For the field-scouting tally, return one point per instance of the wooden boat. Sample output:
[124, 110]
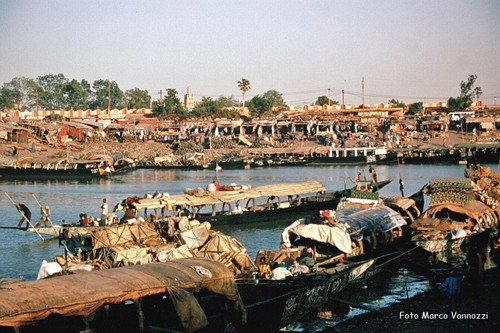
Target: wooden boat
[456, 228]
[359, 226]
[29, 167]
[56, 230]
[353, 156]
[267, 203]
[194, 294]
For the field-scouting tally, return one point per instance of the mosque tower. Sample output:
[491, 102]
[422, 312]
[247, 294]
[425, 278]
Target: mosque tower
[188, 100]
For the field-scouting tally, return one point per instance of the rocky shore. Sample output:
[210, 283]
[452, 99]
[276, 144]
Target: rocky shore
[477, 309]
[149, 150]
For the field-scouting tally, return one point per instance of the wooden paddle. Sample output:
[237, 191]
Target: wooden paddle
[22, 214]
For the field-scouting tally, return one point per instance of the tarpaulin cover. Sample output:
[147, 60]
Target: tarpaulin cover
[332, 235]
[380, 218]
[24, 303]
[218, 197]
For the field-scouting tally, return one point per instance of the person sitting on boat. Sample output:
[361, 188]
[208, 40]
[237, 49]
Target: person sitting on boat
[306, 258]
[264, 268]
[217, 185]
[299, 269]
[84, 220]
[129, 215]
[45, 217]
[104, 212]
[373, 175]
[237, 209]
[279, 271]
[183, 211]
[25, 214]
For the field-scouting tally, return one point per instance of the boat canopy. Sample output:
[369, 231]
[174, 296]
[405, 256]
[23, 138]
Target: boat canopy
[473, 208]
[82, 294]
[380, 218]
[277, 190]
[328, 234]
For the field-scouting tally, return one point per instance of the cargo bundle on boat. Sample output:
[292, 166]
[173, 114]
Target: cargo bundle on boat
[456, 226]
[237, 204]
[358, 227]
[194, 294]
[101, 166]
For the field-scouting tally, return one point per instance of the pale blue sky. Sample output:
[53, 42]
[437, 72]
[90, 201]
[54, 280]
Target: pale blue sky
[410, 50]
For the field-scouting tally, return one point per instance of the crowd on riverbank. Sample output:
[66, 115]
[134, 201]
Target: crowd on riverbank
[149, 150]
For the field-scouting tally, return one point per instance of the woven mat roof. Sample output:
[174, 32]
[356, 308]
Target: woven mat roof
[211, 198]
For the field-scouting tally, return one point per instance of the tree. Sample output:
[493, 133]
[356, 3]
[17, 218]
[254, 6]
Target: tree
[206, 108]
[398, 104]
[8, 97]
[137, 98]
[415, 108]
[467, 93]
[170, 107]
[77, 94]
[324, 100]
[100, 95]
[52, 91]
[259, 105]
[244, 86]
[275, 98]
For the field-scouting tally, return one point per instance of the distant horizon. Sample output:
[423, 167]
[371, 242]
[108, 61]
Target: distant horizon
[410, 51]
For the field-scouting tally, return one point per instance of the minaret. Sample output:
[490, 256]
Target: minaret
[188, 100]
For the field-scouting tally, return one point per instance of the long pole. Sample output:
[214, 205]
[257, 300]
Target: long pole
[22, 214]
[39, 205]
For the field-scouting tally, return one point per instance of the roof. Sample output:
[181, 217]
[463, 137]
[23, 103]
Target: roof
[24, 303]
[212, 198]
[473, 208]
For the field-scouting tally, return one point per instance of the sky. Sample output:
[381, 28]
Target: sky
[411, 51]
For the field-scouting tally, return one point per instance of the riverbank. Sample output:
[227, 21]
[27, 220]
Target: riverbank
[476, 310]
[151, 151]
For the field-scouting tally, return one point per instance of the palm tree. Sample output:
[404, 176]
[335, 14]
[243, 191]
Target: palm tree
[244, 86]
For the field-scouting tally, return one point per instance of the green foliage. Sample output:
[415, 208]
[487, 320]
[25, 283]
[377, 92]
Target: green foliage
[99, 97]
[137, 98]
[467, 93]
[170, 107]
[8, 97]
[244, 86]
[52, 88]
[54, 117]
[259, 106]
[221, 108]
[398, 104]
[77, 95]
[415, 108]
[324, 100]
[268, 104]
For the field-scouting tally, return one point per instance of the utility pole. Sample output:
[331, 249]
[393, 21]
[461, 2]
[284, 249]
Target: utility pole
[363, 91]
[109, 99]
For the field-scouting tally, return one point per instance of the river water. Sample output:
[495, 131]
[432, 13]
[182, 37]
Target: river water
[22, 252]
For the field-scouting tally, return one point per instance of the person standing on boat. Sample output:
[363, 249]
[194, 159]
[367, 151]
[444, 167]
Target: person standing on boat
[237, 209]
[25, 213]
[358, 180]
[104, 212]
[373, 175]
[45, 217]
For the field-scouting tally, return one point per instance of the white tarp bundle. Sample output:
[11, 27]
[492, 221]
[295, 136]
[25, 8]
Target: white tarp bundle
[324, 233]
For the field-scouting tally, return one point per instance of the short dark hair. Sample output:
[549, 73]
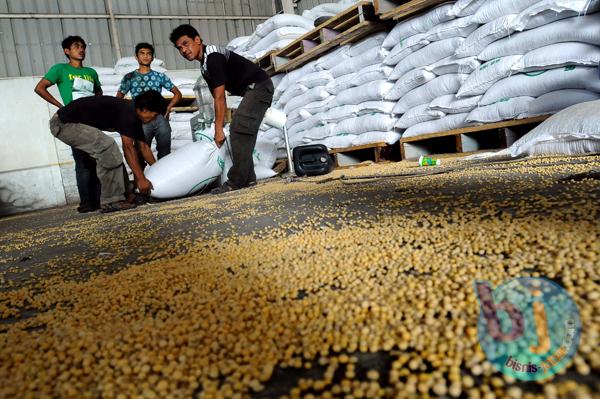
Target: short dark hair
[183, 30]
[151, 100]
[145, 45]
[70, 40]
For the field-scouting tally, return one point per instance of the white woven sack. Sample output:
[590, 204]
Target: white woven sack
[371, 73]
[573, 131]
[291, 93]
[341, 83]
[444, 124]
[319, 132]
[445, 84]
[294, 117]
[408, 82]
[273, 134]
[362, 46]
[419, 24]
[460, 27]
[486, 75]
[277, 79]
[238, 43]
[286, 32]
[555, 101]
[450, 104]
[181, 116]
[101, 71]
[584, 29]
[419, 114]
[477, 41]
[375, 55]
[547, 11]
[333, 58]
[305, 124]
[281, 21]
[318, 107]
[339, 113]
[110, 80]
[453, 64]
[493, 9]
[511, 108]
[427, 56]
[343, 141]
[404, 48]
[376, 137]
[274, 46]
[311, 95]
[372, 91]
[365, 123]
[537, 83]
[325, 9]
[463, 8]
[559, 55]
[370, 107]
[315, 79]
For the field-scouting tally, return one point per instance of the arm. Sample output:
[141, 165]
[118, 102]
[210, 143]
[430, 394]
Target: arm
[176, 98]
[41, 89]
[143, 184]
[220, 108]
[97, 84]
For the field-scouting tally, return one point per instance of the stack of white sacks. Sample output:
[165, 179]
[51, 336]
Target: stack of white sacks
[338, 100]
[478, 61]
[463, 63]
[282, 29]
[273, 34]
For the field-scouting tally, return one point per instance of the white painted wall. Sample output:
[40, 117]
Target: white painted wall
[37, 171]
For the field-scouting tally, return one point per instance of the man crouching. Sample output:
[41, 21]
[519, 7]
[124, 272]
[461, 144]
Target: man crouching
[80, 125]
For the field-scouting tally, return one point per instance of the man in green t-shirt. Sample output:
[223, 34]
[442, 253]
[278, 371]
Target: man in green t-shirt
[75, 81]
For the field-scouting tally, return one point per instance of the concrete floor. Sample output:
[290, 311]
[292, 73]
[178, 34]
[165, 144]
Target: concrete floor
[61, 244]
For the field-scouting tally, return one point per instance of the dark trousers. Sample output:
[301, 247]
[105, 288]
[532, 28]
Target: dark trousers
[244, 129]
[88, 184]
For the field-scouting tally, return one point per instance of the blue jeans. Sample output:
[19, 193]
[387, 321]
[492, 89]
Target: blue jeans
[88, 184]
[160, 129]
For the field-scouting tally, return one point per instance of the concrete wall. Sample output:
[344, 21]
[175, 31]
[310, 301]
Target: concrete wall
[36, 170]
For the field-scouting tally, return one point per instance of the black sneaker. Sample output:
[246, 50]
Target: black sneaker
[225, 188]
[85, 208]
[117, 206]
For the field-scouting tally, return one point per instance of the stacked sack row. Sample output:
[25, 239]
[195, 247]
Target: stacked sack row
[273, 34]
[477, 61]
[339, 99]
[282, 29]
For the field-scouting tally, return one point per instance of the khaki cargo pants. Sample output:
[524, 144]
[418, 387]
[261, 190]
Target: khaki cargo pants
[109, 161]
[244, 129]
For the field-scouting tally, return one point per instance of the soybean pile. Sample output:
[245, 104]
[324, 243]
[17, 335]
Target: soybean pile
[360, 287]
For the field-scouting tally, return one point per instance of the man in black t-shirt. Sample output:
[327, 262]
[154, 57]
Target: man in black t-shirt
[225, 70]
[80, 125]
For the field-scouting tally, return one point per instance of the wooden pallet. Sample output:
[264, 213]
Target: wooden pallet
[355, 23]
[266, 63]
[375, 152]
[390, 9]
[468, 139]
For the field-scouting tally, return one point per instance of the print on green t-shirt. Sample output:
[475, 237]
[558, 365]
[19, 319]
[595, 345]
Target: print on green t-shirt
[73, 83]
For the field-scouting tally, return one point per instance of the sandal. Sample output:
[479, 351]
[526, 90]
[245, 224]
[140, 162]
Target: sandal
[117, 206]
[225, 188]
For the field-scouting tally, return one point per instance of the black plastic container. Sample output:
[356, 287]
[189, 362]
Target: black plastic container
[312, 160]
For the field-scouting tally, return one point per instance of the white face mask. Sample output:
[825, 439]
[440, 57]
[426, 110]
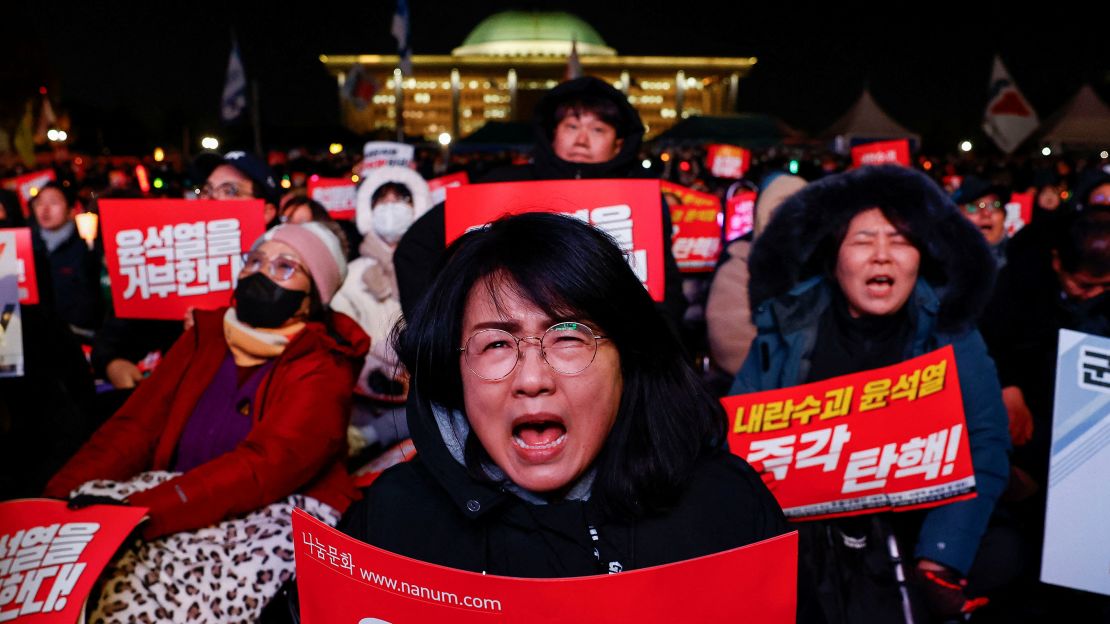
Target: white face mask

[Task objective]: Set down exactly, from the line that contains "of the blue" through the last line of the data, each line as it stands, and leave the pictures out.

[Solution to this task]:
For the field-scouting tally, return one point per instance of the blue jeans. Sample output:
[19, 193]
[387, 321]
[492, 89]
Target: blue jeans
[88, 184]
[160, 129]
For the field-scouting tally, return one point per instance of the concrete wall. Sample output:
[344, 21]
[175, 31]
[310, 301]
Target: concrete wall
[36, 170]
For the field-scouting tally, return one point per instance of the black sneaker. Sample output:
[246, 50]
Target: black sneaker
[225, 188]
[85, 208]
[117, 206]
For the field-scouting tally, return one point per instance of the stacked sack row. Sample output:
[25, 239]
[195, 247]
Target: stacked sack row
[273, 34]
[477, 61]
[339, 99]
[282, 29]
For the field-scouting tally, return one point per instance of the khaki cargo pants. Sample output:
[524, 144]
[418, 387]
[261, 190]
Target: khaki cargo pants
[109, 161]
[244, 129]
For the field-scouting tally, return one point per instance of the soybean pile. Sample output:
[245, 104]
[324, 243]
[17, 335]
Target: soybean pile
[360, 287]
For the field-scouting tally, return one point per instance of the man in black t-shirt. Sample output:
[327, 262]
[154, 57]
Target: man in black t-shirt
[225, 70]
[80, 125]
For the field-scouting tally, return one point per instance of the wooden pallet. Sample output:
[264, 213]
Target: wooden pallet
[355, 23]
[266, 63]
[375, 152]
[390, 9]
[468, 139]
For the field-scouting tally, return one point per instance of the print on green t-shirt. Sample output:
[475, 237]
[558, 365]
[19, 319]
[595, 345]
Target: print on green t-shirt
[73, 83]
For the field-scouting tally, return one point per instance of the sandal. Sample output:
[479, 351]
[526, 90]
[245, 224]
[140, 162]
Target: sandal
[117, 206]
[225, 188]
For the field-scouting tally, return one point per instance of the black plastic container. Sample output:
[356, 287]
[189, 362]
Target: black plastic container
[312, 160]
For the field-scouting tally, return one point per instance of the white face mask. Sample output:
[825, 439]
[440, 57]
[426, 110]
Target: white face mask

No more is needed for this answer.